* **Kutipan Teks**:
┄┄┄┄┄┄

Perhimpunan-perhimpunan itu sangat penting untuk meyakinkan saudara-saudari kita bahwa Yehuwa peduli kepada mereka. Dan di perhimpunan, mereka bisa mendengar nasihat yang sangat dibutuhkan tentang kenetralan dan persatuan. Saudara-saudari di Nigeria berhasil melewati konflik yang mengerikan itu. Mereka menunjukkan kasih yang mengalahkan kebencian suku, dan mereka menjaga persatuan Kristen. Sungguh suatu kehormatan bisa berada bersama mereka di saat-saat sulit seperti itu!
Pada 1969, Saudara Milton G. Henschel menjadi ketua Kebaktian Internasional ”Damai di Bumi” di Yankee Stadium, New York. Sebagai asistennya, saya belajar banyak hal darinya. Pelatihan itu tepat waktu karena pada 1970, kami mengadakan Kebaktian Internasional di Lagos, Nigeria, dengan tema ”Orang-Orang yang Mendapat Perkenan”. Saat itu, perang saudara baru saja berakhir. Jadi, acara ini pasti berhasil hanya karena berkat Yehuwa. Acara ini sangat luar biasa karena diadakan dalam 17 bahasa, dan ada 121.128 orang yang hadir. Saudara Knorr, Saudara Henschel, dan tamu lainnya yang datang dengan pesawat sewaan dari Amerika Serikat dan Inggris menyaksikan salah satu baptisan Kristen terbesar sejak Pentakosta. Ada 3.775 murid baru yang dibaptis! Jumlah penyiar pun bertambah berkali-kali lipat! Karena saya ikut mengorganisasi acara tersebut, itu mungkin adalah saat tersibuk dalam hidup saya.
Selama lebih dari 30 tahun di Nigeria, saya kadang melayani sebagai pengawas keliling dan pengawas zona di Afrika Barat. Para utusan injil sangat menghargai saat mereka diperhatikan dan dikuatkan secara pribadi! Saya senang sekali bisa meyakinkan mereka bahwa mereka tidak diabaikan! Dari tugas ini, saya belajar bahwa menunjukkan minat kepada orang lain adalah kunci untuk membantu mereka bertumbuh dan untuk menjaga organisasi Yehuwa tetap kuat dan bersatu.

┄┄┄┄┄┄

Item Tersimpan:
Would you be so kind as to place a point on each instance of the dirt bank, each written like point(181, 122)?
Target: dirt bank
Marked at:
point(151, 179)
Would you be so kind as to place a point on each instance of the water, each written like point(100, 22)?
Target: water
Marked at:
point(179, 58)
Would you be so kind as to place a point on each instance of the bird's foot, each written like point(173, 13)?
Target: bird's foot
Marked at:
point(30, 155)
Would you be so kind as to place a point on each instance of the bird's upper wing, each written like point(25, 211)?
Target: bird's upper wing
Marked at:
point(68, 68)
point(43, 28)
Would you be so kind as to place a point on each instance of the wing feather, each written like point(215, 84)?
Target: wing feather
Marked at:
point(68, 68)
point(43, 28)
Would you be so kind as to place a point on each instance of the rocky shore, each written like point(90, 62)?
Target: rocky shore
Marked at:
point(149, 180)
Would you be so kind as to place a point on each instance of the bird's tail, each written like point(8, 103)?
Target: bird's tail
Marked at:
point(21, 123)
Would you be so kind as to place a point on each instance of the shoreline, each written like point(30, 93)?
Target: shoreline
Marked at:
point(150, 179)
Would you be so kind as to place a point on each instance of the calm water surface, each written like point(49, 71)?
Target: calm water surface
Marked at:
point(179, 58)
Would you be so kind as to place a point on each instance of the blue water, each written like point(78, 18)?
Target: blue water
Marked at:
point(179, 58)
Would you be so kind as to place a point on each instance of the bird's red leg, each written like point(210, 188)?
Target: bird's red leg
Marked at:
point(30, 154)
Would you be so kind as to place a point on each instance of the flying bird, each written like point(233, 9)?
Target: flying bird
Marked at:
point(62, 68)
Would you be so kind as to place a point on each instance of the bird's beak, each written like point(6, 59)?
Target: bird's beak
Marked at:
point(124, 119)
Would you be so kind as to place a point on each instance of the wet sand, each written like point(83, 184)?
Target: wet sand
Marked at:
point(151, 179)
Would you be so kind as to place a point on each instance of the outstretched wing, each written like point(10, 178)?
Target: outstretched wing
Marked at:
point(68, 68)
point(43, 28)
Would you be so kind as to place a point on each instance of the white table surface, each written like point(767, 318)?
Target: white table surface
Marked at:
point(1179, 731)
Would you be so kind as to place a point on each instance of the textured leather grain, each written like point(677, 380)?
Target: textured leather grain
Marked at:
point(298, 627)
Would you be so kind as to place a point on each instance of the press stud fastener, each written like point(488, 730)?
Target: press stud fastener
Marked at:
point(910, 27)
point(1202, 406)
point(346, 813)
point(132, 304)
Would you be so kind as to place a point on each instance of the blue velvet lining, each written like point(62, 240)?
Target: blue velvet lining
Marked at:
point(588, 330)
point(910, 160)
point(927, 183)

┄┄┄┄┄┄

* **Daftar Tugas**:
A – Temukan semua baris dalam daftar yang mengandung kata "outstretched", lalu salin baris-baris itu.
B – Teruskan kutipan tentang pelayanan di Nigeria, dimulai sesudah kalimat terakhirnya.

* **Hasil Tiap Tugas**:
A –
Would you be so kind as to place a point on each instance of the outstretched wing, each written like point(10, 178)?
Target: outstretched wing

B –
Kami menghadapi berbagai masalah akibat perang saudara dan penyakit. Kami bisa melewati semua itu hanya dengan bantuan Yehuwa. Berkat Yehuwa selalu nyata. Oris berkomentar:
”Kami berdua terkena malaria beberapa kali. Suatu kali, Worth pingsan dan harus dibawa ke rumah sakit di Lagos. Saya diberi tahu bahwa dia mungkin tidak akan selamat, tapi syukurlah dia selamat! Saat dia sudah sadar, dia bercerita tentang Kerajaan Allah kepada perawat yang menjaganya. Belakangan, kami berdua mengunjungi perawat itu, Bapak Nwambiwe, untuk memupuk minatnya pada Alkitab. Dia menerima kebenaran dan belakangan menjadi penatua di Aba. Saya juga berhasil membantu banyak orang menjadi hamba Yehuwa yang berbakti, bahkan mereka yang sebelumnya orang Muslim yang taat. Kami sangat senang bisa mengenal orang Nigeria, juga budaya, kebiasaan, dan bahasa mereka. Kami sangat menyukai semua itu.”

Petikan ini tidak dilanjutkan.